▼▼▼

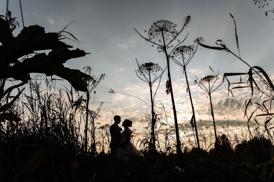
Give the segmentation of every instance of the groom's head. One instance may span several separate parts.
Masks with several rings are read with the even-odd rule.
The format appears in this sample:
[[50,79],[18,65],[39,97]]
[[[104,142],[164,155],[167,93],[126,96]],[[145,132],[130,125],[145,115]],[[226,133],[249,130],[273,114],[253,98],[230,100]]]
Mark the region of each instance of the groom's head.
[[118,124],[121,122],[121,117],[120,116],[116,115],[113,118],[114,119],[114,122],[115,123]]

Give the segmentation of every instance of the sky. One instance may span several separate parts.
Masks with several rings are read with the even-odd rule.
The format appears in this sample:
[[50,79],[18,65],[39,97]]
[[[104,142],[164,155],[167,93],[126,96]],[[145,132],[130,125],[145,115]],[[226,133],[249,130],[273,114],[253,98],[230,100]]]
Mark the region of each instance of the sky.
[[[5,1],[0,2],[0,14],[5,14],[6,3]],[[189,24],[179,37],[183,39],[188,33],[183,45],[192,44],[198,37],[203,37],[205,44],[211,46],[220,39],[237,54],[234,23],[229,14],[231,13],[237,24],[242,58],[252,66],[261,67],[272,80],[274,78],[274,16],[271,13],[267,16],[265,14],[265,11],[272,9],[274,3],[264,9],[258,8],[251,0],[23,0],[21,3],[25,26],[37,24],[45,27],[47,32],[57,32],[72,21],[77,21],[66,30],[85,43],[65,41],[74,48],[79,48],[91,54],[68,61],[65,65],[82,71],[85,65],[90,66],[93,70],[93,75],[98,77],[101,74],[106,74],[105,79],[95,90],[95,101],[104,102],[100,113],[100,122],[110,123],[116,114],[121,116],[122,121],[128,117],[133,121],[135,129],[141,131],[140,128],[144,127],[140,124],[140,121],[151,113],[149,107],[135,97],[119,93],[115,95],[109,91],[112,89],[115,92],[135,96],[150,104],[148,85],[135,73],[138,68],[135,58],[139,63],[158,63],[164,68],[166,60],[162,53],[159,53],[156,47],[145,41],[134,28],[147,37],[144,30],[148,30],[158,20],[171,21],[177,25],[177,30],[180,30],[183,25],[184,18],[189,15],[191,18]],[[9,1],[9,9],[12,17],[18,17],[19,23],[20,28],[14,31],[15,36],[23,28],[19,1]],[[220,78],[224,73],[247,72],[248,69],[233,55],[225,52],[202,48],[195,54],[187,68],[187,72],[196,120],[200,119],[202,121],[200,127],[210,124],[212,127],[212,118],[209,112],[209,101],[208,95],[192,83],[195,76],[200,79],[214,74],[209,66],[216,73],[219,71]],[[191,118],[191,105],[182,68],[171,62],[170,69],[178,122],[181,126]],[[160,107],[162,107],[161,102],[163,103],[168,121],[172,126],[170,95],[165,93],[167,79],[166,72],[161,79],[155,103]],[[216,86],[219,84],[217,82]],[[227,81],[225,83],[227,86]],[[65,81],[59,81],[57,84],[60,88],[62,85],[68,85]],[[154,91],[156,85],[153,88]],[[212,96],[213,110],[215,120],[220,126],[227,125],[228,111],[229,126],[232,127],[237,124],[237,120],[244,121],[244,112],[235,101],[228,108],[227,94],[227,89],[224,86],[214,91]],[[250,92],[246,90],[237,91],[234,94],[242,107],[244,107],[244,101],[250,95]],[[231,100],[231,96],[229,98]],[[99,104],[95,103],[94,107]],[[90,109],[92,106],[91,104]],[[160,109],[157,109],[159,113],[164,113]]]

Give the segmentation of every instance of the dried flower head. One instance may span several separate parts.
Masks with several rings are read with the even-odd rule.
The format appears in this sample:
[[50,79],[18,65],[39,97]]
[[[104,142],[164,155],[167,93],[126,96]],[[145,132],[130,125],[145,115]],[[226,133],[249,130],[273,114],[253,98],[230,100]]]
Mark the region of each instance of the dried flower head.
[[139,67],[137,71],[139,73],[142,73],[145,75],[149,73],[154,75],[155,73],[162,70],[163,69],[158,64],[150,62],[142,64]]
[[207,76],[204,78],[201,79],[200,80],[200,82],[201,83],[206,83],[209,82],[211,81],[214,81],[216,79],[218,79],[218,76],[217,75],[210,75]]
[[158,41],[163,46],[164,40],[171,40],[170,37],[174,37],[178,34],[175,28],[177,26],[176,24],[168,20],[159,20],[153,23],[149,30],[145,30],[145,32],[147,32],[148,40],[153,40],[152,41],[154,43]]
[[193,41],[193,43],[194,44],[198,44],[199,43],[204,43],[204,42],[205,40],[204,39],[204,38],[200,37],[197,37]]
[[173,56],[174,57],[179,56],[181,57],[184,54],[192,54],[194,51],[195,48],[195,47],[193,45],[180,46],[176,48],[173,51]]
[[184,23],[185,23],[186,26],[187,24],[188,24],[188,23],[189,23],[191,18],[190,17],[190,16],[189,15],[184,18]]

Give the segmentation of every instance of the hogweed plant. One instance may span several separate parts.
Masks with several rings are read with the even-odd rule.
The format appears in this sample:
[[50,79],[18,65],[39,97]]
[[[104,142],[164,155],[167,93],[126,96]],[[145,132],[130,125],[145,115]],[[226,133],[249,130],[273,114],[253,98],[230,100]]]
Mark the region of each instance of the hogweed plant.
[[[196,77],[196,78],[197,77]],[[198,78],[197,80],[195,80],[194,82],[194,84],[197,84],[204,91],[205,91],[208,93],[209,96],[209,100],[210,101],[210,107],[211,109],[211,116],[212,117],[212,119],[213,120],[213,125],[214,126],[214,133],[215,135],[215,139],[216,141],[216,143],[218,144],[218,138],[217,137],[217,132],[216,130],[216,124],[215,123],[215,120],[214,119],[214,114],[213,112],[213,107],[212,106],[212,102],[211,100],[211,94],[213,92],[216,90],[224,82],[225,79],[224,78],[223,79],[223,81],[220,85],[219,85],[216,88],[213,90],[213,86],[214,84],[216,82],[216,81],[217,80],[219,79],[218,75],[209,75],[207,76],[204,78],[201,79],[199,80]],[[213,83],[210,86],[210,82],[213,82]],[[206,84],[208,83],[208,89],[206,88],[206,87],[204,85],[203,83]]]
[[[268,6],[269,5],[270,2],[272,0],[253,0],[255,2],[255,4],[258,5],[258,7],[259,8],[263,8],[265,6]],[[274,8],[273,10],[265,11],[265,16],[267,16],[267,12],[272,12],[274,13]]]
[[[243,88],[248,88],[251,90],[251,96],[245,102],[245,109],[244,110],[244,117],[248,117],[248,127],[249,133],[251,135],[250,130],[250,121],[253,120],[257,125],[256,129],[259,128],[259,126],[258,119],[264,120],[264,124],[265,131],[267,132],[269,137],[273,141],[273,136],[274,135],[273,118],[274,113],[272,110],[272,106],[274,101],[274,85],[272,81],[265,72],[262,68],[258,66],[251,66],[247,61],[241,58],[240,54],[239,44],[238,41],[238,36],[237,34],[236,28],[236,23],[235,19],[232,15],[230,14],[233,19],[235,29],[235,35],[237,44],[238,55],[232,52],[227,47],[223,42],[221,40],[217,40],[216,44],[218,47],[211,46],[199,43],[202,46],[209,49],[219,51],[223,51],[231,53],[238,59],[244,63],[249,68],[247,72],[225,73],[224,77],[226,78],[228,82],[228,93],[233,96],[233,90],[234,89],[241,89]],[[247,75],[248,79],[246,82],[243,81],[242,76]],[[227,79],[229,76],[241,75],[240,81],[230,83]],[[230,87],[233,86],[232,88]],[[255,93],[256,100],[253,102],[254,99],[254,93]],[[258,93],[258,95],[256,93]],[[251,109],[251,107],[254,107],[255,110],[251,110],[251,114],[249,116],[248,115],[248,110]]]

▲▲▲

Task goal:
Copy out, word for word, everything from the line containing "Give the segmentation of every instance of the sky." down to the line containing "Mark the region of each instance of the sky.", both of those lines included.

Task response:
Give the segmentation of every instance of the sky. One instance may span several separate parts.
Masks with several rings are read with the even-odd rule.
The format appears in this sample:
[[50,79],[18,65],[39,97]]
[[[104,142],[164,155],[167,93],[126,96]],[[145,132],[130,125],[145,115]],[[226,133],[249,130],[273,114],[253,98],[230,100]]]
Mark the region of each instance of the sky.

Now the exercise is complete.